• **EXERCISE**
Count the lines in the records below that contain the word "asphalt". Give only the number.

****

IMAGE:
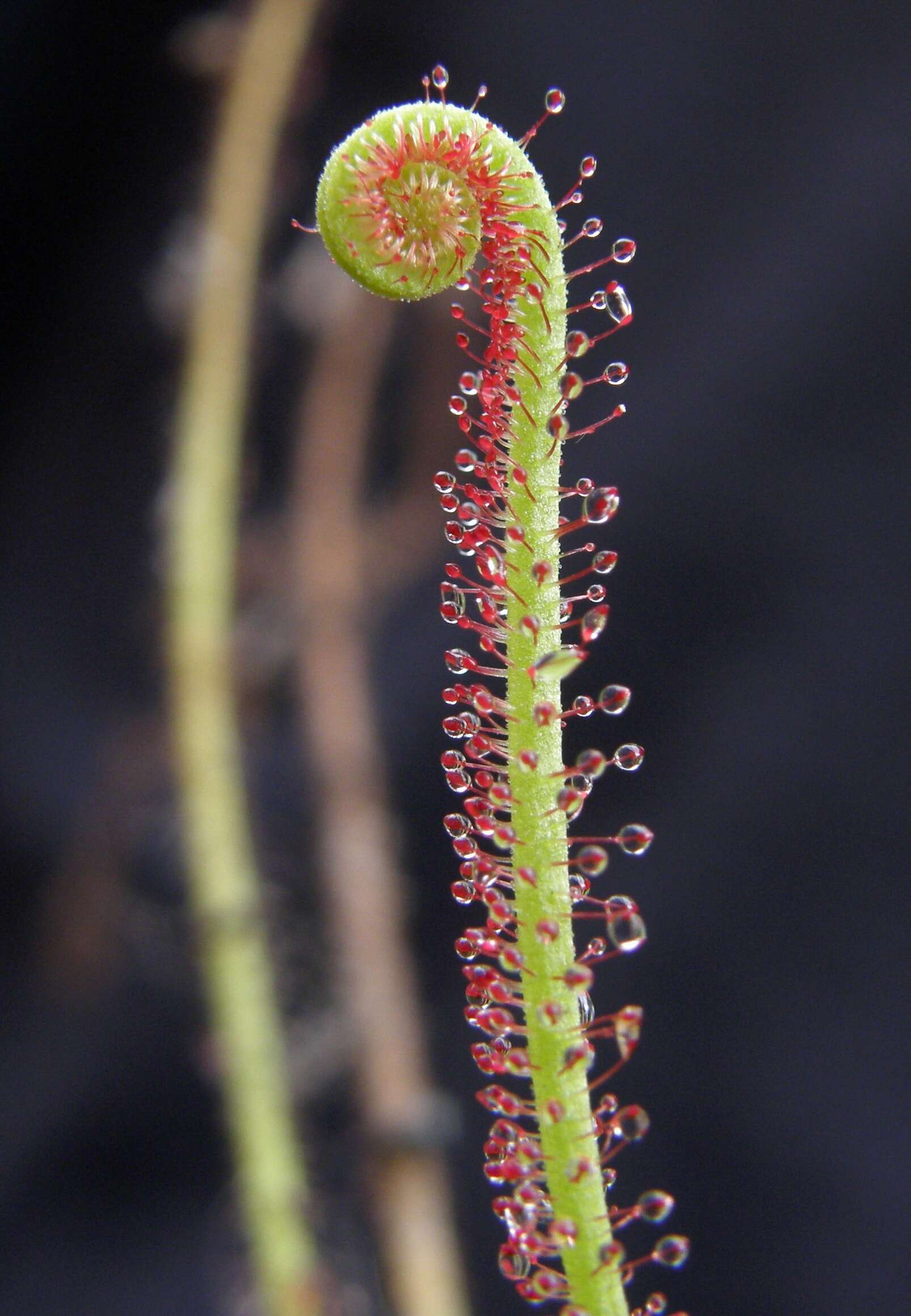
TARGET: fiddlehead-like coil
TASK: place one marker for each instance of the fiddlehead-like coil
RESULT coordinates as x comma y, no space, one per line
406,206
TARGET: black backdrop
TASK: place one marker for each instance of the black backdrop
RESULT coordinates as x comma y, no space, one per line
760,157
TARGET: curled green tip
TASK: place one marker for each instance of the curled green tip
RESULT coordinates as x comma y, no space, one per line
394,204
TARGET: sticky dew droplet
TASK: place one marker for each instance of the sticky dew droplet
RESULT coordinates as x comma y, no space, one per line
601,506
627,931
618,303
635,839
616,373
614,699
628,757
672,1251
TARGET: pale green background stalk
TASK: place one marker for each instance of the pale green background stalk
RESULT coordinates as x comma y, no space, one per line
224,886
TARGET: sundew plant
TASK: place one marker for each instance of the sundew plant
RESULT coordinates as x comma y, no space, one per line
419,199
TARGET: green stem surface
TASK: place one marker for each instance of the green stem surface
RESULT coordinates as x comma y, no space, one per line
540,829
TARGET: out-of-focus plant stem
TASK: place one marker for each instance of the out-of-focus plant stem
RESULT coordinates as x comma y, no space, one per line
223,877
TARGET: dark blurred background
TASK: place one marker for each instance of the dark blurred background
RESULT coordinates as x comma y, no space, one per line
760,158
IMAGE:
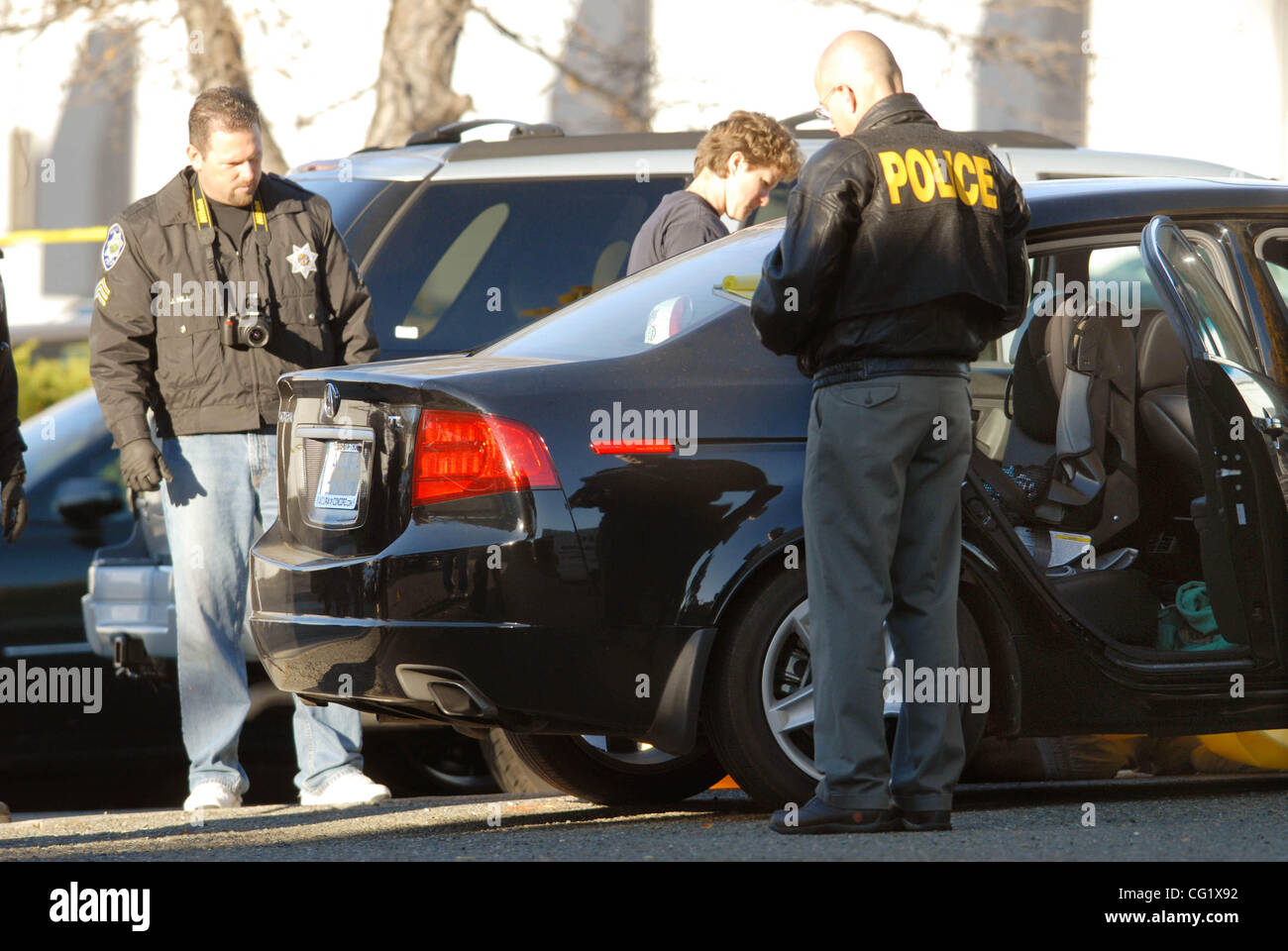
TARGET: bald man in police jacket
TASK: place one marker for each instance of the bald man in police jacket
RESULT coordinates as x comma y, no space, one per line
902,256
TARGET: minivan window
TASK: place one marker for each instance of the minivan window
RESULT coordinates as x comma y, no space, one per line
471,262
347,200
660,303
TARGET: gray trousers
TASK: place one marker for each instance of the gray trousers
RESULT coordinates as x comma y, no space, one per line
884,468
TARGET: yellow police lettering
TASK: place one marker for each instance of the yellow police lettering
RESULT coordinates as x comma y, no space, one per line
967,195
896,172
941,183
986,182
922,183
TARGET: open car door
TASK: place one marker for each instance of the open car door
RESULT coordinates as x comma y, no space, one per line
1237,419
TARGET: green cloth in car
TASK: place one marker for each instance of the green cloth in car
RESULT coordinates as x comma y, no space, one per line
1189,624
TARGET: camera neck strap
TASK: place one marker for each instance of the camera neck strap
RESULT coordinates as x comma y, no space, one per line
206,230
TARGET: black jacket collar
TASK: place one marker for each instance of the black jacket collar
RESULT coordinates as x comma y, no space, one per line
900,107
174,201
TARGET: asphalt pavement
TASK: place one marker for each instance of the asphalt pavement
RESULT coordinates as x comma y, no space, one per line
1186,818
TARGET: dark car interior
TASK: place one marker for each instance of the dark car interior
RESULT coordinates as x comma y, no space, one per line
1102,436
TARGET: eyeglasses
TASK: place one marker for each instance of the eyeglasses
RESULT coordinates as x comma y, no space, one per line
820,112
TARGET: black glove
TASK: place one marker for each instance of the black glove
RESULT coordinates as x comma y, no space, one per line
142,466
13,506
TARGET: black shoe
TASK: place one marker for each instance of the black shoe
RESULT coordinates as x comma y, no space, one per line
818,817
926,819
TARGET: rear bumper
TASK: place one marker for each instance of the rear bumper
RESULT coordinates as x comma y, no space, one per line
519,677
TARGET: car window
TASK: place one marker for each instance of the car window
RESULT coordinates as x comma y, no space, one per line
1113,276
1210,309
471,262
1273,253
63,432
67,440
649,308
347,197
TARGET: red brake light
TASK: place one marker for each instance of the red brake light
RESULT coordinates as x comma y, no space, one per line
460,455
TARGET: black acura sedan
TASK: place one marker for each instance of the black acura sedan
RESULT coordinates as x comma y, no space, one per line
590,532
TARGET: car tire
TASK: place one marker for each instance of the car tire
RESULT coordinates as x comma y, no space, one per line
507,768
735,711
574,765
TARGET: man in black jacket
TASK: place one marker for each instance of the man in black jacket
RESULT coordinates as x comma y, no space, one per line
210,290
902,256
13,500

****

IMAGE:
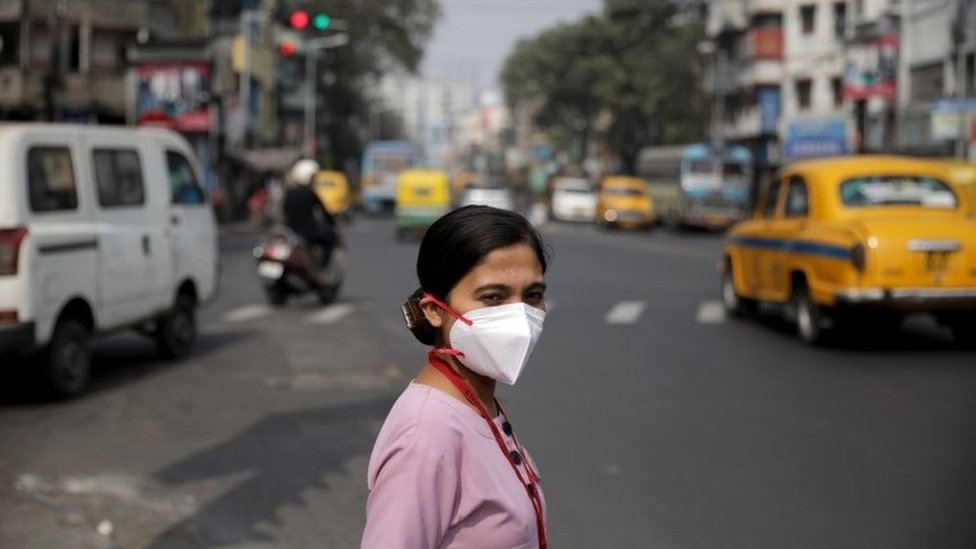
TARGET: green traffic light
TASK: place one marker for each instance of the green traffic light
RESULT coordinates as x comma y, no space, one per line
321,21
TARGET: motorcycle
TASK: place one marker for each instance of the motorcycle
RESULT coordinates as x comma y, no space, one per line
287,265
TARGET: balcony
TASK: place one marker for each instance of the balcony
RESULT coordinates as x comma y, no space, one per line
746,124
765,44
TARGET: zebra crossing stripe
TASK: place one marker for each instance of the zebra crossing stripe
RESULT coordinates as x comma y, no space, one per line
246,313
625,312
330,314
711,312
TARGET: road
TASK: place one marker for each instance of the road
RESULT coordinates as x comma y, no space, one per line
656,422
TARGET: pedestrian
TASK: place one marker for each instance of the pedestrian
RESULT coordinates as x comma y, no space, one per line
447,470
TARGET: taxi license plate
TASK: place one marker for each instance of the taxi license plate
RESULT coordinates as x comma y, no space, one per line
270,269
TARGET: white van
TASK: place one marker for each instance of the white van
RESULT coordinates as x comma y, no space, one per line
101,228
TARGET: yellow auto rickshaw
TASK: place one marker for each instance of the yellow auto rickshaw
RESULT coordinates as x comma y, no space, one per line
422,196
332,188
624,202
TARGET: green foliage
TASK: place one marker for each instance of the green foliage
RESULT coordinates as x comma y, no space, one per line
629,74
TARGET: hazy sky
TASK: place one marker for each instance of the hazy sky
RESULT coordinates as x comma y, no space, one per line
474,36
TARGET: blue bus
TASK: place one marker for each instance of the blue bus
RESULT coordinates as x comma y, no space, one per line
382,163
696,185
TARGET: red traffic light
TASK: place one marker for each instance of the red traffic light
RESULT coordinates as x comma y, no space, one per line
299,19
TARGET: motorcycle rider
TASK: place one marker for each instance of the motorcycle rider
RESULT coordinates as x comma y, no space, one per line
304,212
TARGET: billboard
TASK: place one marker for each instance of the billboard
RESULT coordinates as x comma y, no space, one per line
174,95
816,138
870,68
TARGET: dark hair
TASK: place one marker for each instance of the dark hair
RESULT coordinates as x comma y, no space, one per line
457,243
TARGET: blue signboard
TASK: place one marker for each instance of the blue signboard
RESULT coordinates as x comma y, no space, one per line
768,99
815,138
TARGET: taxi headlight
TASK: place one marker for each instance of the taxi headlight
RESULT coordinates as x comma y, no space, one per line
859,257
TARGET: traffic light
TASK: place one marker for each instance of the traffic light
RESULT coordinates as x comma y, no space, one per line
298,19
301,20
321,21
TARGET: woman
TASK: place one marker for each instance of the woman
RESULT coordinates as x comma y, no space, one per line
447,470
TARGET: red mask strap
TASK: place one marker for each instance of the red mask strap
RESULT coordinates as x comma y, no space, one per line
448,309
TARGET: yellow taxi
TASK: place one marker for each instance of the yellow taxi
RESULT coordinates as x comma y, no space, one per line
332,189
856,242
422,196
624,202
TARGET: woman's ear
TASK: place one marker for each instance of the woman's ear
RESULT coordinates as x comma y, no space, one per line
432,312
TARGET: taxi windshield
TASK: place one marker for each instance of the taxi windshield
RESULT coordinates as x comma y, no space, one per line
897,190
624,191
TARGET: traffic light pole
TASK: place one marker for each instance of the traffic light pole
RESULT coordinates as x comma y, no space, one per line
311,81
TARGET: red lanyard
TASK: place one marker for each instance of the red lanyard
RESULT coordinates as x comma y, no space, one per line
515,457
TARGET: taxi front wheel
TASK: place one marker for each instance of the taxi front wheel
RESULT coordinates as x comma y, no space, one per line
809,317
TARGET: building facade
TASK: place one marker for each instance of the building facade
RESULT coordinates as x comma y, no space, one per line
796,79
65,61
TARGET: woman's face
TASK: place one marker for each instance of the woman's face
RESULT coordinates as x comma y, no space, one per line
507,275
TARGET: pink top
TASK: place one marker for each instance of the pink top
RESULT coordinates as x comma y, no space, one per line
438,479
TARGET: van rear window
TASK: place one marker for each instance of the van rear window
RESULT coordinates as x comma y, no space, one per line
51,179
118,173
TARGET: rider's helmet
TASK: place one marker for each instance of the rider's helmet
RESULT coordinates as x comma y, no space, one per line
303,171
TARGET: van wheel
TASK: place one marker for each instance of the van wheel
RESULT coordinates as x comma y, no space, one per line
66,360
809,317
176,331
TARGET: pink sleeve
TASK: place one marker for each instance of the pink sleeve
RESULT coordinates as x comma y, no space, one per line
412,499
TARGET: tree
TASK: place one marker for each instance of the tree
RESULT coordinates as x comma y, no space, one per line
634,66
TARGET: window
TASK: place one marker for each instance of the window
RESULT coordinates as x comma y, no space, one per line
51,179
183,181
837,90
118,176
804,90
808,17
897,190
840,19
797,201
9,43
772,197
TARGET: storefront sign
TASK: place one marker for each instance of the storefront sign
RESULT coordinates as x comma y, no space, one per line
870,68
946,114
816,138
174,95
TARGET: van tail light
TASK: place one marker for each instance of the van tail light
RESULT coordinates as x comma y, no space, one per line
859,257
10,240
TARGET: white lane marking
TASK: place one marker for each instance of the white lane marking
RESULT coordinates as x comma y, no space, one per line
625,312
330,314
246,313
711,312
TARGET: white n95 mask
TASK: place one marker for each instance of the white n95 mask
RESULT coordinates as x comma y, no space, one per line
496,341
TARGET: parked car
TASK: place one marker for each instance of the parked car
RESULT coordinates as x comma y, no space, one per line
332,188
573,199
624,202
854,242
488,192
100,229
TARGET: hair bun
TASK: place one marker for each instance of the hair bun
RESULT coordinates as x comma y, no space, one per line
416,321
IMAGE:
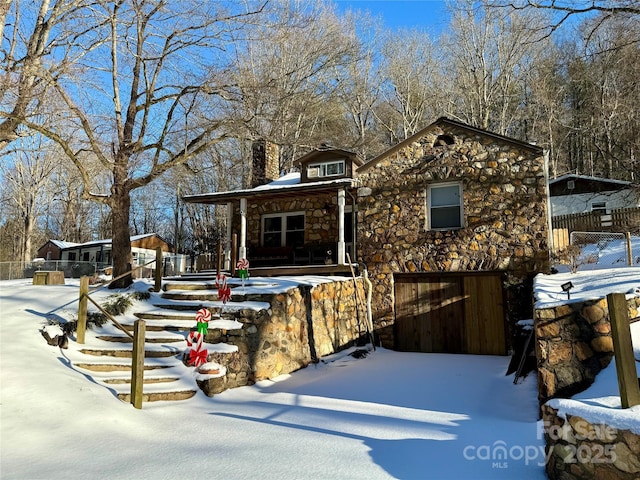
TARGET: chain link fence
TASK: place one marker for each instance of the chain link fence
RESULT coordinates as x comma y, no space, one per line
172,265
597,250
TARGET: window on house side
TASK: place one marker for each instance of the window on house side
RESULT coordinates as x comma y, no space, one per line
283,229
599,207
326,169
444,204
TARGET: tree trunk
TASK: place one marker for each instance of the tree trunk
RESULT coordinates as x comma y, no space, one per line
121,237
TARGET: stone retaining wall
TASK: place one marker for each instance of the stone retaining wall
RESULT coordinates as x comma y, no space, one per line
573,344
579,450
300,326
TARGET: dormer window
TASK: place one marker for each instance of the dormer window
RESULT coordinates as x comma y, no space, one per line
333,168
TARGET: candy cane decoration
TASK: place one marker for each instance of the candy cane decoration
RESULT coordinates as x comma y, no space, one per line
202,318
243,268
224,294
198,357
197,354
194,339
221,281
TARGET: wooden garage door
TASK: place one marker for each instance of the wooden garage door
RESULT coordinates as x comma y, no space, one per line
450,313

****

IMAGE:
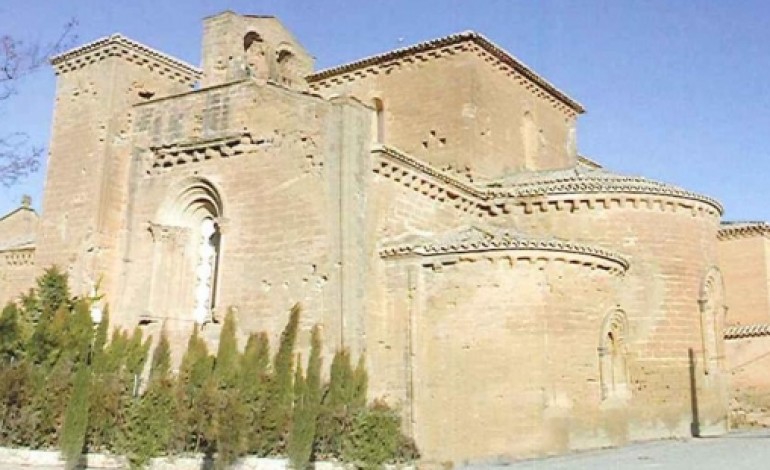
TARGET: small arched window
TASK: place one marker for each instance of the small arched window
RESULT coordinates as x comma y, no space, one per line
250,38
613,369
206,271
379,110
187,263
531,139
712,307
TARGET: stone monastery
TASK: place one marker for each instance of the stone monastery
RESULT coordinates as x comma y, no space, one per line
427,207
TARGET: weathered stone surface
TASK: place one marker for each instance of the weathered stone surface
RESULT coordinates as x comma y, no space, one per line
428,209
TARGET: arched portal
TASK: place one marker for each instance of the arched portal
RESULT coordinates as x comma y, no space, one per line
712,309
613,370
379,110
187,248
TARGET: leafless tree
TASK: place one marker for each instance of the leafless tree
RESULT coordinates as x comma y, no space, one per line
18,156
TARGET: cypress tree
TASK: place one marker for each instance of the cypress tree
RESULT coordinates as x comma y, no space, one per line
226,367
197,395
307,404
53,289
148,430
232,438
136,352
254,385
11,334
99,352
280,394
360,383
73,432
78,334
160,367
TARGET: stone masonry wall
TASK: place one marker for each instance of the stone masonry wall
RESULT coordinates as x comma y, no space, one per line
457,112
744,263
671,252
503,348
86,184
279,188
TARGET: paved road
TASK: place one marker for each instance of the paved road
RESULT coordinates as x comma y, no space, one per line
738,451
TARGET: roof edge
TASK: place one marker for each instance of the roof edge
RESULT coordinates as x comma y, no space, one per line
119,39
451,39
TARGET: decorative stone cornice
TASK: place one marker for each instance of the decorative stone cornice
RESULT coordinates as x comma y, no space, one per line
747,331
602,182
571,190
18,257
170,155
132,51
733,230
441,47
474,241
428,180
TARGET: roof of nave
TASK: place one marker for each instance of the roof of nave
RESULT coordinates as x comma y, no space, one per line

****

• **RESPONSE BELOW**
2